_Work required_
Can you copy out the blog post about London Underground stations below, word for word and in full?

··· Text provided ···

The London Underground & Its Most Iconic Stations: 150 Years Strong.
Hi guys and welcome back to the official travel blog of EA Tours!
In continuation with yesterday’s post, today I’ll be covering five of London’s most popular Underground stations along with fun things to do nearby.
Shall we get started?
First up is London Victoria!
Opened in 1862, London’s Victoria station boasts a wide array of architectural styles from various additions. One can find red brick and stone in one section while another showcases Edwardian flourishes in white stone. More than 115 million passengers and visitors pass through the station each year. An interesting fact is that in 1991, an IRA bomb exploded in a trash bin killing one and injuring forty others. Since then, there have been no trash bins at any of London’s stations. If you’re looking for some educational activities to do nearby, Buckingham Palace, Westminster Abbey, and St. James’s Park can all be found in the vicinity.
The next station is Piccadilly Circus!

··· Dataset entries ···

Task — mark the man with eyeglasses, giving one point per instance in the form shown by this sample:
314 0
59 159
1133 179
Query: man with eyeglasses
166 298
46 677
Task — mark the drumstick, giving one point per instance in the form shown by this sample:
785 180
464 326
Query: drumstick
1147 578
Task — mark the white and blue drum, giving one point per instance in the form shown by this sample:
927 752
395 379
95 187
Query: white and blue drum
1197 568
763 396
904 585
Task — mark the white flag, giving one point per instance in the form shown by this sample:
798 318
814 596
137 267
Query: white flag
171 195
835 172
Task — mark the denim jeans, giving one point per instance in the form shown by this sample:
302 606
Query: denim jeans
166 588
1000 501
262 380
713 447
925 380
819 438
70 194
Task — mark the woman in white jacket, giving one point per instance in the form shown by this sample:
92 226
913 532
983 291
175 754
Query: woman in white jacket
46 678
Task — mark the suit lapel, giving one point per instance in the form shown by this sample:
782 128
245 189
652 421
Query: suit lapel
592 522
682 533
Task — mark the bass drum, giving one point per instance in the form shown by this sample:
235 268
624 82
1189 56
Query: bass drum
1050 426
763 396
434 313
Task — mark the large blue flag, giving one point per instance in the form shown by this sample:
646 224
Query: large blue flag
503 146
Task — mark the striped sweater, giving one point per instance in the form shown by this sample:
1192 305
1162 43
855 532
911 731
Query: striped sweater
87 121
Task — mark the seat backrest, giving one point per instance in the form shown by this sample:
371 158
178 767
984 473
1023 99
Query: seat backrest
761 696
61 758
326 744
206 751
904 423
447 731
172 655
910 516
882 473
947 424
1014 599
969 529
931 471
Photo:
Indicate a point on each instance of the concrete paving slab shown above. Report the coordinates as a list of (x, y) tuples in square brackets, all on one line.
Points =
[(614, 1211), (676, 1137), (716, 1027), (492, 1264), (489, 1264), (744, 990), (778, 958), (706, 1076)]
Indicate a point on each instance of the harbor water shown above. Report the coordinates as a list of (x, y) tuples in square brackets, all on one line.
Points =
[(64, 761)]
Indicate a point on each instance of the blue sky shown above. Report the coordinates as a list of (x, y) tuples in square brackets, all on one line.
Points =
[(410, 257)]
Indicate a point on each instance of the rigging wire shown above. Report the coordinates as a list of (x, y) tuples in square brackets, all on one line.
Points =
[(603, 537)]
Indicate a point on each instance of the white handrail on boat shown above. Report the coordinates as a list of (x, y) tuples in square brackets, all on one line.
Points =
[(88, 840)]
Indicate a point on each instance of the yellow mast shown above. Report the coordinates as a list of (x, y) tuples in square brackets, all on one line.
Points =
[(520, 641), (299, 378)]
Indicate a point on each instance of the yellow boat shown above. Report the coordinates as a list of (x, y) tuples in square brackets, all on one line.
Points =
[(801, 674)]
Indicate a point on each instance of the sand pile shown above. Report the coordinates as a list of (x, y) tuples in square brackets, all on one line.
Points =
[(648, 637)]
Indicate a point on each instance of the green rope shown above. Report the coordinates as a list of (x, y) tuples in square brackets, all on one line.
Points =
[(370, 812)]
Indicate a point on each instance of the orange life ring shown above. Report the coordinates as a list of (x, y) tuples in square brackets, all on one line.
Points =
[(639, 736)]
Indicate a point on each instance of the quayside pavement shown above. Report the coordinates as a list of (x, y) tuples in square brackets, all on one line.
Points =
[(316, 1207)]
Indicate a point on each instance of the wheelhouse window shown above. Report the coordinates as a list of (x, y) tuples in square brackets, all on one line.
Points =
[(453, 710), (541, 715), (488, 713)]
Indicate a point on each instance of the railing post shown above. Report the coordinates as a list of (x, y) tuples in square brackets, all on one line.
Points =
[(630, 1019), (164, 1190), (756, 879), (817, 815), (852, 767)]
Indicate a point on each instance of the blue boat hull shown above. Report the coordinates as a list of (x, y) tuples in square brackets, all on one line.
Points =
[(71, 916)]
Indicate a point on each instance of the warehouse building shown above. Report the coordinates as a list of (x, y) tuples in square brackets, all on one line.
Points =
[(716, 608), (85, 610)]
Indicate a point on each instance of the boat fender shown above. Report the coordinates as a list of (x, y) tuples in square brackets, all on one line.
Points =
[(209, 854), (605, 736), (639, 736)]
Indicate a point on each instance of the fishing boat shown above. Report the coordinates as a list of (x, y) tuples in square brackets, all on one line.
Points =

···

_Problem solution_
The London Underground & Its Most Iconic Stations: 150 Years Strong.
Hi guys and welcome back to the official travel blog of EA Tours!
In continuation with yesterday’s post, today I’ll be covering five of London’s most popular Underground stations along with fun things to do nearby.
Shall we get started?
First up is London Victoria!
Opened in 1862, London’s Victoria station boasts a wide array of architectural styles from various additions. One can find red brick and stone in one section while another showcases Edwardian flourishes in white stone. More than 115 million passengers and visitors pass through the station each year. An interesting fact is that in 1991, an IRA bomb exploded in a trash bin killing one and injuring forty others. Since then, there have been no trash bins at any of London’s stations. If you’re looking for some educational activities to do nearby, Buckingham Palace, Westminster Abbey, and St. James’s Park can all be found in the vicinity.
The next station is Piccadilly Circus!